* [EXERCISE TEXT]:
#####

Previously, a “striking fact” was noted that “such an ecologically plastic species … does not occur in the reservoirs adjacent to Baikal” (cited according to Okuneva and Evstigneeva, 2001, pp. 488–489). This meant numerous rivers flowing into the lake and isolated lakes along its coast, as well as the Lena River, the source of which is located just a few kilometers from Lake Baikal. Such peculiarities of the H. inopinata distribution distinguish this species among the Baikal harpacticoids, the vast majority of which (>80%) are endemic to the lake; the rest (living in quarrels (bays) and places where the rivers and streams flow into Lake Baikal) are most widely distributed in the Palearctic (Okuneva, 1989; Okuneva and Evstigneeva, 2001).

In our opinion, the peculiarities of H. inopinata distribution are associated with the following biological characteristics of the species. It was established (Okuneva, 1989) that crustaceans develop year-round without a diapause in Lake Baikal,Footnote 1 which apparently limits their ability to overcome land areas using the mechanism of settlement at latent stages by birds (Frisch et al., 2007) and fish (Bartholme et al., 2005) known for freshwater harpacticoids. At the same time, H. inopinata swims well, but its nauplii lead a benthic way of life, moving and feeding in the littoral of Lake Baikal on filamentous algae of the genera Ulothrix, Didymosphenia, and Cladophora, the survival rate of nauplii is low (Okuneva, 1989). Thus, the success of colonization of new habitats by the species can be associated with the survival of nauplii in them on a suitable plant substrate.

#####

* [WHAT YOU HAVE TO DO]: In the text on H. inopinata, which genera of filamentous algae do the nauplii feed on in the littoral of Lake Baikal?

* [DATA BLOCK]:

#####

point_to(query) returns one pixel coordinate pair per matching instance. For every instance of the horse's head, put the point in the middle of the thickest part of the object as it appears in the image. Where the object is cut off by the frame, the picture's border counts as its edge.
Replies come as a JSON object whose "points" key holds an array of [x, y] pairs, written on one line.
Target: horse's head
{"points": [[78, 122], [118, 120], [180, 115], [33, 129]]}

#####

* [SOLUTION BELOW]: Ulothrix, Didymosphenia, and Cladophora.